**Problem to solve**
Below this line is a set of entries; quote exactly the lines from the line that contains "Target: black trousers" to the line that contains "Target: carpet", both lines included.

[Data records]
____________________
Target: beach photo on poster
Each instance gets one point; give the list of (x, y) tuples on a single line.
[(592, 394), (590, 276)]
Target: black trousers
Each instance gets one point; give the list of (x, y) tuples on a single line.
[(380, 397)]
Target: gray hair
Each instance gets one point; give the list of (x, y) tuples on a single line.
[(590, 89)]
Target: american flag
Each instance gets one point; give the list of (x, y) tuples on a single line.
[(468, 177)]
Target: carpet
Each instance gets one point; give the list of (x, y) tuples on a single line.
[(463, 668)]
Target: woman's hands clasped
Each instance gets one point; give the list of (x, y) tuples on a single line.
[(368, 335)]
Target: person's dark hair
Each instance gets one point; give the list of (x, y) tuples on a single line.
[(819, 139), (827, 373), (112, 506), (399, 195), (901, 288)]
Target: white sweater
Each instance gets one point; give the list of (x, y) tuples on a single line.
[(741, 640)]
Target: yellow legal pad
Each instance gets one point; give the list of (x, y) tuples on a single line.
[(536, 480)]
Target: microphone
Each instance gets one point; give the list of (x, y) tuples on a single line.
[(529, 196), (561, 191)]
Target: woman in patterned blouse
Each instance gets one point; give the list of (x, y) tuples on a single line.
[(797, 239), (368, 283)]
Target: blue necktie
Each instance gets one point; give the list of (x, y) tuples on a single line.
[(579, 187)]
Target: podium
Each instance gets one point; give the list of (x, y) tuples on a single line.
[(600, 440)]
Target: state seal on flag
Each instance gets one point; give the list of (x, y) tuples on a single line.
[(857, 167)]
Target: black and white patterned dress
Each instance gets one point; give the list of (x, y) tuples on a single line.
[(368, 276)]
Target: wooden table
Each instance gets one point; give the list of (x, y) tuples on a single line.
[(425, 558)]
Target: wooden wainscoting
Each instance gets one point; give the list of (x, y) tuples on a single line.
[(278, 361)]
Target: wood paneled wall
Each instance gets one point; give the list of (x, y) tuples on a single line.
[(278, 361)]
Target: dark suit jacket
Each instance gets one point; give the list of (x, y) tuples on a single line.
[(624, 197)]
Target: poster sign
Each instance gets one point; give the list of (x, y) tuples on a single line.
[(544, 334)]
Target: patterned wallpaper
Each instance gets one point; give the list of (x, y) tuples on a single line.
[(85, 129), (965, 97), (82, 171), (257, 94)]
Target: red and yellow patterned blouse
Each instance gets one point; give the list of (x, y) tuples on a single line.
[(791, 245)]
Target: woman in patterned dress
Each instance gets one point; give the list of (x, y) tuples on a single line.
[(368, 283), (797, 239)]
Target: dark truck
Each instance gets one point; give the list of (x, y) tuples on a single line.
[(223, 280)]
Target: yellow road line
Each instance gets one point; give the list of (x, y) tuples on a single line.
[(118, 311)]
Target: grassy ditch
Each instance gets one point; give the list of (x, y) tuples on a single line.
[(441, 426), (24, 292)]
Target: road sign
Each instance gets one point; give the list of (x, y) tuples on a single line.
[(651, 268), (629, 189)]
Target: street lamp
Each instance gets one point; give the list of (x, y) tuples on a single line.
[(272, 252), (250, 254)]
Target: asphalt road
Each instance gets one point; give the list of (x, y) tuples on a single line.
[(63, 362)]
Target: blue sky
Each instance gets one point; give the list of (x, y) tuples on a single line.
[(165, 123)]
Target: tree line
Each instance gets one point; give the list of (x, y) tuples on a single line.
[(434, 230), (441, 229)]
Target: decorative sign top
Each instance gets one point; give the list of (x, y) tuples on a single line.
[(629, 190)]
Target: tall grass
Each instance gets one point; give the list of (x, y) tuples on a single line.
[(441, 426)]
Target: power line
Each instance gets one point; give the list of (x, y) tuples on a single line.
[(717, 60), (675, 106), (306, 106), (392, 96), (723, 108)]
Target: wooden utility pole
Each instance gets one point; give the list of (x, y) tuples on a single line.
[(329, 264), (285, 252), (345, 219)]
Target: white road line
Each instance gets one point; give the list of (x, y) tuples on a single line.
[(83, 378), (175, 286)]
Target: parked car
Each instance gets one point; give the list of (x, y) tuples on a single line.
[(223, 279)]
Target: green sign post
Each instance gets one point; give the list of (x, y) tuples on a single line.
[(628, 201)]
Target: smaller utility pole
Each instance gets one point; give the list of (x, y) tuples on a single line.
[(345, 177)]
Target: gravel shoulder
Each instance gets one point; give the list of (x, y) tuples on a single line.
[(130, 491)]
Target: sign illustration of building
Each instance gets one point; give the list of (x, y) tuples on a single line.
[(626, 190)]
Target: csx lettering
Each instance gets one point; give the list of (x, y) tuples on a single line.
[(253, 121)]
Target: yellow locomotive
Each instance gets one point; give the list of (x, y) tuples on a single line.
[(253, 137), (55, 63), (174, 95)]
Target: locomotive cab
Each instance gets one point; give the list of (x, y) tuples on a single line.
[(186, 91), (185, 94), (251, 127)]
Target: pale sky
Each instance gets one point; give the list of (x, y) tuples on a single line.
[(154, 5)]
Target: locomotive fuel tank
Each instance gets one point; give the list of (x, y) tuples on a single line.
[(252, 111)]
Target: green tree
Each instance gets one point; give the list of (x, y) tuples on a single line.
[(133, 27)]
____________________
**Solution**
Target: black trousers
Each instance gets one point; give the list of (x, y) tuples on a single line.
[(380, 397)]
Target: gray hair
Each instance gets one point; give the list of (x, y) tuples on a single line.
[(590, 89)]
Target: american flag
Each instance gets one point; give the list of (x, y) tuples on a single line.
[(468, 177)]
Target: carpet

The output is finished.